┌─ INPUT DATA

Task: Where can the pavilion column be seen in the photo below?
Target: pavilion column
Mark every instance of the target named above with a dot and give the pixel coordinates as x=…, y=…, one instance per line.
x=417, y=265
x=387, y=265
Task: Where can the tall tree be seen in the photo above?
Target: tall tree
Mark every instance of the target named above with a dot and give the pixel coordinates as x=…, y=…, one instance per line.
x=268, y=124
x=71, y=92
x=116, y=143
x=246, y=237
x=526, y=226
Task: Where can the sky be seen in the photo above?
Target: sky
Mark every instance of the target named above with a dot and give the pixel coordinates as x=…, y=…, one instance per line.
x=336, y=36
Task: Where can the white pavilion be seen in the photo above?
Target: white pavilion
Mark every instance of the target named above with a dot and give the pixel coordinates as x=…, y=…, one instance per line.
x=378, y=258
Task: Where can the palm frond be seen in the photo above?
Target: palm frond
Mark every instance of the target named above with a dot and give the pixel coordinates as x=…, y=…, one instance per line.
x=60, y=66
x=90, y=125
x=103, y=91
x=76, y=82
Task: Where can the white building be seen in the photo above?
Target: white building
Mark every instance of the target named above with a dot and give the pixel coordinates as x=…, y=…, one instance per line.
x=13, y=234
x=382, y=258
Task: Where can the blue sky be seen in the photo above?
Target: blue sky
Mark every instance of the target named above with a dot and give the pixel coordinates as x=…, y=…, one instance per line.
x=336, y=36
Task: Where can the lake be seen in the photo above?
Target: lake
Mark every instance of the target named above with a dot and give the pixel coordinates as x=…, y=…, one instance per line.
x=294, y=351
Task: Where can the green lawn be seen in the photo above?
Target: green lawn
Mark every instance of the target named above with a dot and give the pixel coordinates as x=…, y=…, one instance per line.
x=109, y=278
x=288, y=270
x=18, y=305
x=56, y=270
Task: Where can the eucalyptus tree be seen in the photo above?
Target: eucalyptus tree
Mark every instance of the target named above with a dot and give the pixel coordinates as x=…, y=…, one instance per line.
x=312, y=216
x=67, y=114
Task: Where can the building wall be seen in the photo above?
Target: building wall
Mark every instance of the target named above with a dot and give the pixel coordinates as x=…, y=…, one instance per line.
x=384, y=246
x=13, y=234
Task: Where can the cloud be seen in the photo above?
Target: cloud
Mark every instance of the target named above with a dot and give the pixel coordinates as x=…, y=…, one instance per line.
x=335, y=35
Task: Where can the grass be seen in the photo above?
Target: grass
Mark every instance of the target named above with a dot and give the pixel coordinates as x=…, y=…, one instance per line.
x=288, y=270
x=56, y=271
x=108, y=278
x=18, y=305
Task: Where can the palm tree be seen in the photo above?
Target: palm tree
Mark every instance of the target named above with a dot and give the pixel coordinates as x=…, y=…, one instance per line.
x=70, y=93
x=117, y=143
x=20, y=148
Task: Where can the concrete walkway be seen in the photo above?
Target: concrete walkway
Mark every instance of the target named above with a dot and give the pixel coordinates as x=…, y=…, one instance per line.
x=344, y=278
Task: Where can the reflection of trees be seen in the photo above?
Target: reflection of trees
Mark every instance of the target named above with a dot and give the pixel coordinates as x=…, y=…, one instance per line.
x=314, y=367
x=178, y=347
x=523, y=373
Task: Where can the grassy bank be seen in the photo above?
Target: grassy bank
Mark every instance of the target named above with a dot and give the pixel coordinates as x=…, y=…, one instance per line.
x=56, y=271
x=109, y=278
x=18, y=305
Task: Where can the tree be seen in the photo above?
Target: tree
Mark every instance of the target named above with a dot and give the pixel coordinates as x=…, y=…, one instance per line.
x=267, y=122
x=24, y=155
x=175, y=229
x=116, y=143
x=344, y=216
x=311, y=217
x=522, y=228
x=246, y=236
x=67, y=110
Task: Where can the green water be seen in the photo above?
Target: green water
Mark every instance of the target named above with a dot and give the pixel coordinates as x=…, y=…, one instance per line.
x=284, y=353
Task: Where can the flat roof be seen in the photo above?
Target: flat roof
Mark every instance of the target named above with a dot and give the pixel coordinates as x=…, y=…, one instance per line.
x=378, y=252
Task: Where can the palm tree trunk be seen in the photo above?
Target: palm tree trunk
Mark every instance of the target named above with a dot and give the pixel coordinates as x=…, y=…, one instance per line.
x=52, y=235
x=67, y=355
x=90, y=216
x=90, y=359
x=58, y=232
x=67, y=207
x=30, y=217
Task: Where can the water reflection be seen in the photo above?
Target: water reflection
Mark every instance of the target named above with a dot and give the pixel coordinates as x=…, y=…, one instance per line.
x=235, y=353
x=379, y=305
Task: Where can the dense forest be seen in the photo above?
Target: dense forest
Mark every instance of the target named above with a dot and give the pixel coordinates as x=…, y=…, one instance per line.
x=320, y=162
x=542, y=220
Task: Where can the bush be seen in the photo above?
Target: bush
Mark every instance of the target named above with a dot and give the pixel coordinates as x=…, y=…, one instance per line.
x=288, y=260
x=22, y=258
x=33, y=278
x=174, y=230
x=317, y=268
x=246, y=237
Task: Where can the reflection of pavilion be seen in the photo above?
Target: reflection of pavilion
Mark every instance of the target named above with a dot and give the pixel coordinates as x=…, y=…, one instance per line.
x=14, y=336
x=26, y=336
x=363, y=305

└─

_THE PROBLEM_. Once the listing has been read, copy every line of it exactly.

_RESPONSE AREA_.
Task: Where can the pavilion column be seen in the photo below?
Target: pavilion column
Mark every instance of the target named above with a dot and give the pixel coordinates as x=…, y=…, one instance per line.
x=417, y=265
x=387, y=265
Task: Where can the tall tree be seen in the photo above?
Target: tall tree
Mark every instance of the target named above with a dot and give the pixel coordinates as x=…, y=…, one instance per line.
x=268, y=124
x=71, y=92
x=116, y=143
x=246, y=237
x=526, y=226
Task: Where can the sky be seen in the photo above?
Target: sky
Mark every instance of the target named above with a dot and give the pixel coordinates as x=…, y=…, one instance per line.
x=336, y=36
Task: Where can the white pavilion be seen in the photo above?
Target: white pavilion
Mark every instance of the target named above with a dot and give the pixel coordinates as x=…, y=…, one instance per line.
x=378, y=258
Task: Where can the palm frond be seen in the photo above?
Target: palm frond
Mark every instance of the target named above with a dot and give the pixel coordinates as x=…, y=…, one instance per line.
x=60, y=66
x=90, y=125
x=103, y=91
x=76, y=82
Task: Where can the white building be seen in the photo above?
Target: white building
Mark every instance of the target named above with a dot and give the pixel coordinates as x=…, y=…, one instance per line.
x=13, y=234
x=382, y=258
Task: Where can the blue sky be seen in the photo above?
Target: blue sky
Mark every instance of the target named above with a dot and give the pixel coordinates as x=…, y=…, one instance per line.
x=336, y=36
Task: Where can the lake be seen in the photo above?
Target: lake
Mark every instance of the target named above with a dot and give the pixel coordinates as x=…, y=…, one instance per line.
x=294, y=351
Task: Where can the green lawn be seen in the photo above?
Target: green lawn
Mark every instance of the target named above with a dot and give the pixel coordinates as x=…, y=…, one instance per line.
x=109, y=278
x=288, y=270
x=18, y=305
x=56, y=270
Task: Where can the eucalyptus tree be seen in the photo above?
Target: eucalyptus tree
Mark every instance of the target named above with a dot and give the pixel coordinates as x=…, y=…, one instance per line.
x=312, y=216
x=67, y=114
Task: Where can the building wall be seen in the photo above?
Target: building wall
Mark every instance of the target named above with a dot and give the pixel coordinates as x=…, y=…, one instance per line.
x=384, y=246
x=13, y=234
Task: Where can the cloud be seen in the photo above?
Target: cloud
Mark every instance of the target named above with a dot and give the pixel coordinates as x=…, y=…, one instance per line.
x=335, y=35
Task: Where can the grass be seen in the photo above?
Target: grass
Mark every instance of the target named above with a dot and give the pixel coordinates as x=…, y=…, one instance per line.
x=288, y=270
x=56, y=271
x=108, y=278
x=18, y=305
Task: Where can the palm tree be seen in the photo above?
Target: palm tree
Mark every instance of the target named above with a dot and give the pixel coordinates as x=…, y=…, one instance per line.
x=70, y=93
x=117, y=143
x=20, y=148
Task: Where can the concrete walkway be seen in the photo above?
Target: concrete walkway
Mark every instance of the target named above with a dot and give the pixel coordinates as x=…, y=…, one instance per line.
x=344, y=278
Task: Where can the reflection of trees be seen in the photo above?
Target: reflection of trees
Mark every instance of the target named above with a dot and give the pixel coordinates as x=…, y=…, one instance per line.
x=314, y=367
x=178, y=347
x=523, y=373
Task: Where can the grassy bank be seen in the photo above?
Target: grassy bank
Mark every instance of the target named above with a dot and give the pixel coordinates as x=…, y=…, one instance per line.
x=56, y=271
x=109, y=278
x=18, y=305
Task: Where can the tree be seen in the photo above?
Target: tree
Mark every instance of the target named above with a dot and give the pixel coordinates as x=…, y=…, one instance per line.
x=267, y=122
x=24, y=155
x=175, y=229
x=116, y=143
x=344, y=216
x=311, y=217
x=522, y=228
x=246, y=236
x=67, y=110
Task: Where can the green water be seen in the photo above?
Target: green water
Mark every instance of the target named above with a dot and give the pixel coordinates as x=…, y=…, one instance per line.
x=284, y=353
Task: Where can the flat roof be seen in the photo above?
Target: flat roof
Mark every instance of the target named above with a dot and give the pixel coordinates as x=…, y=…, one instance per line.
x=378, y=252
Task: Where can the palm tree trunk be seen in the photo above?
Target: palm tree trunk
Mark every instance of the target named above with a dot and give the pixel coordinates as x=…, y=…, one instance per line.
x=52, y=235
x=67, y=355
x=90, y=216
x=90, y=359
x=58, y=232
x=67, y=207
x=30, y=217
Task: Where can the water reflection be seen in the photo above?
Target: water reflection
Mark every instance of the target named above with a dot and give the pixel coordinates as x=…, y=…, one instance per line.
x=235, y=353
x=379, y=305
Task: Where can the dense forest be seen in the photo above?
Target: dense forest
Mark every instance of the target named above with a dot and give the pixel coordinates as x=…, y=…, one instance per line.
x=320, y=162
x=542, y=220
Task: Where can the bush be seen in the photo above?
Target: bush
Mark every instance of the target named above with a dot and give the pixel coordinates as x=…, y=…, one instance per line.
x=288, y=260
x=22, y=258
x=33, y=278
x=174, y=230
x=317, y=268
x=246, y=237
Task: Where can the reflection of pavilion be seen in the photo above?
Target: reflection of pavilion
Mark every instance of the target named above with a dot and give the pixel coordinates as x=…, y=…, one instance per line.
x=14, y=336
x=26, y=336
x=363, y=305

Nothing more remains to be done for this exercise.